### PROBLEM REQUIREMENTS
Show every line in the entries below that contains the word "white". Letter case matters when matching.

# START OF RECORDS FOR THE TASK

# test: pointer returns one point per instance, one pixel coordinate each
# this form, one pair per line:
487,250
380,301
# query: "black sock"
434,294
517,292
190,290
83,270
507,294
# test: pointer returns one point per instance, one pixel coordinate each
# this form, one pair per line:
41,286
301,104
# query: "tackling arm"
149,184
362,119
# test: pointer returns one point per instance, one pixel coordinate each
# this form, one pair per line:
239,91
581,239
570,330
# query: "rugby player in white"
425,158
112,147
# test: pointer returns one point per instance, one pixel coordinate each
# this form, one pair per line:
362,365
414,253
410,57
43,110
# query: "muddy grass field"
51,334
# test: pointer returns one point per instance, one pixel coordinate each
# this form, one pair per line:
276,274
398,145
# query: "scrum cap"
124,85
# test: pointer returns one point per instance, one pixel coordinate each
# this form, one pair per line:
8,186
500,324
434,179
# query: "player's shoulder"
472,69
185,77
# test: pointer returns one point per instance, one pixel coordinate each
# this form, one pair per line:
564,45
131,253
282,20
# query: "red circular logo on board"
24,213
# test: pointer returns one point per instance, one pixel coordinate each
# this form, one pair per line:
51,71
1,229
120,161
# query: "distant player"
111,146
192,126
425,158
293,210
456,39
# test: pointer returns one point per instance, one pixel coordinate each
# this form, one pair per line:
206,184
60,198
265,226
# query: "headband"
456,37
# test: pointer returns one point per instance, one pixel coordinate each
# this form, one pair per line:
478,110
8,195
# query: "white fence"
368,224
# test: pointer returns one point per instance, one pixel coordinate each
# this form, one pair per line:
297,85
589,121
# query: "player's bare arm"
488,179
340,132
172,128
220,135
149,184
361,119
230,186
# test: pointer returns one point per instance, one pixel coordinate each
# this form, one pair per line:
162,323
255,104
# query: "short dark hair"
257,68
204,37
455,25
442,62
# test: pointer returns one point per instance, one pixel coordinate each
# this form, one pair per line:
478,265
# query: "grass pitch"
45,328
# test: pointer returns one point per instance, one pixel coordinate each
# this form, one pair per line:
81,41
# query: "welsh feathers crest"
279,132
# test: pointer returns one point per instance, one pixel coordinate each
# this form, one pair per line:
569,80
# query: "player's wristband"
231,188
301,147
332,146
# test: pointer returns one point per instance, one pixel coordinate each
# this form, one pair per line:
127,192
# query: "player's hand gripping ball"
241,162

# END OF RECORDS FOR THE TASK

### EXERCISE OUTPUT
# query: "rugby player in white"
# query: "white fence"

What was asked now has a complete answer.